*Assignment*: Could you transcribe every record below exactly as written, excluding the pictures?

(Beginning of The records)

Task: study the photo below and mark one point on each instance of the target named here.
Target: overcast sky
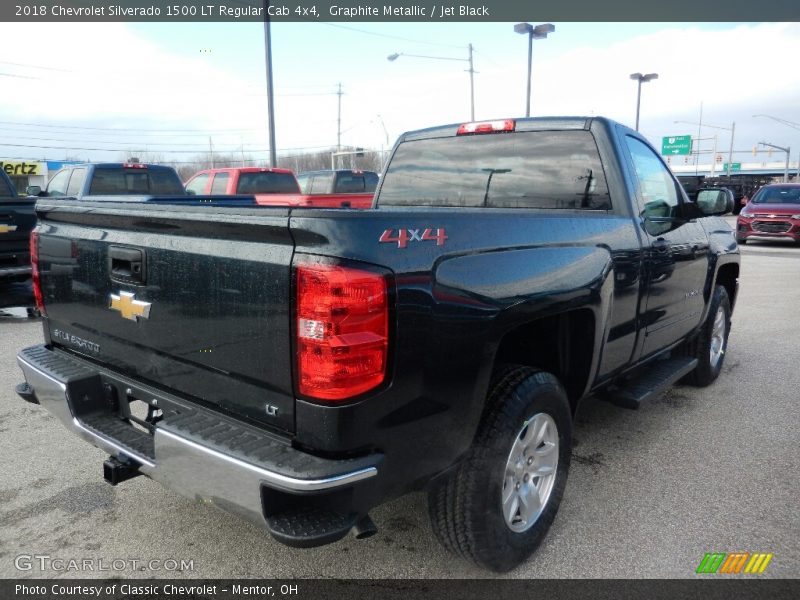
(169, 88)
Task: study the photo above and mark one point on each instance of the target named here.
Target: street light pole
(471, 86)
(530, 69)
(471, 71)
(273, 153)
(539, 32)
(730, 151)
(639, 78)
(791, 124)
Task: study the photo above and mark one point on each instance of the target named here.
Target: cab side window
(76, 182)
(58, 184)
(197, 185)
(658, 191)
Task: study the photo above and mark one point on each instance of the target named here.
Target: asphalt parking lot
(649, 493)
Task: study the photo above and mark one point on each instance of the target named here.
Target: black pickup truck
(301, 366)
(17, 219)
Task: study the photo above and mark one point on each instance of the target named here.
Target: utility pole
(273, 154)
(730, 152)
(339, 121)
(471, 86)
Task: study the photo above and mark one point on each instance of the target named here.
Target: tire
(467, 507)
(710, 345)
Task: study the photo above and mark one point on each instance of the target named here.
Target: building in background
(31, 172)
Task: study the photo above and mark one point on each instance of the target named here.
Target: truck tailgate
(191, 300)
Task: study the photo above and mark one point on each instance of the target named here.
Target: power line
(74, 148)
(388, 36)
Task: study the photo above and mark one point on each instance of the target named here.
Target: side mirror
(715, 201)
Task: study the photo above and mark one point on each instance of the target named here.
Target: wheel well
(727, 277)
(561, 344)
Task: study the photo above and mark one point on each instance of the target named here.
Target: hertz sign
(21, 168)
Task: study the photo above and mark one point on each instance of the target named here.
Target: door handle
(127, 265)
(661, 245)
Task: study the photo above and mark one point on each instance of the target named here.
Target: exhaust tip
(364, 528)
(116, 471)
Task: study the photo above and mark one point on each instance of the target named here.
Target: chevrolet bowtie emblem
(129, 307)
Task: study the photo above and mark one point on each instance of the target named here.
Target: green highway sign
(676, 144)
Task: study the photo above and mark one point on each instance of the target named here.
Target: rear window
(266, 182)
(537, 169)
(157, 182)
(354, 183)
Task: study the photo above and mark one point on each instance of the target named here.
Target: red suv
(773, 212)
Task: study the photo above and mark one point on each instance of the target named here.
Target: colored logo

(End of The records)

*Solution*:
Task: study the photo below and mark one point on each instance of the target named here.
Target: overcast sky
(169, 88)
Task: study the photo above and mark one point on each instance of the target named here.
Target: street light pole
(471, 86)
(530, 69)
(471, 71)
(273, 153)
(539, 32)
(730, 151)
(639, 78)
(791, 124)
Task: study the photo above and mark one point on each instance of the target named here.
Target: cab side window
(76, 182)
(58, 184)
(197, 185)
(658, 191)
Task: study the photo above and mark one point on each instance of the target named here.
Target: asphalt parking lot
(649, 493)
Task: study the photo above and mark one point on each instance of the target named here.
Target: black pickup truck
(301, 366)
(17, 219)
Task: study the photo above and mark one point on each instance of the target named here.
Target: utility pole
(273, 154)
(730, 152)
(339, 121)
(471, 86)
Task: study the photo above and mark one point on each instance of the target named here.
Target: tire
(467, 507)
(710, 345)
Task: study the photo above and mark one point on each instance of the target named here.
Target: building in background
(31, 172)
Task: study the photo above and mark one point on each instance of the target named here.
Target: truck tailgate
(191, 300)
Task: study the photo above and mark one point on each instance of the target named here.
Target: power line
(74, 148)
(388, 36)
Task: study the photo above and mark one point on each instance of the target named here.
Target: side mirror
(715, 201)
Task: study the photo above and mark one point on each instance of the target named here.
Target: wheel well
(727, 277)
(561, 344)
Task: study the photo above and mark one point on each instance of the target named here.
Target: hertz sign
(21, 168)
Task: study the photo above and mark one point on each instance of the target named here.
Target: door handle
(127, 265)
(661, 245)
Task: study the photo above and mark one point on each instance of the target named here.
Target: exhaust tip
(364, 528)
(116, 471)
Task: study the photo above and mark one point on each instance of the target named here.
Target: chevrolet bowtie emblem
(129, 307)
Task: study the photo above and mark one point on each instance of the target named here.
Target: green highway sign
(676, 144)
Task: study the photo above and mark one point on each instance of the target named here.
Target: rear window
(266, 182)
(537, 169)
(157, 182)
(354, 183)
Task: study the photo above and mark one point on each instance of the target named here.
Target: red suv
(773, 212)
Task: study the photo above and mark one point on each instance of the target named here.
Target: colored logo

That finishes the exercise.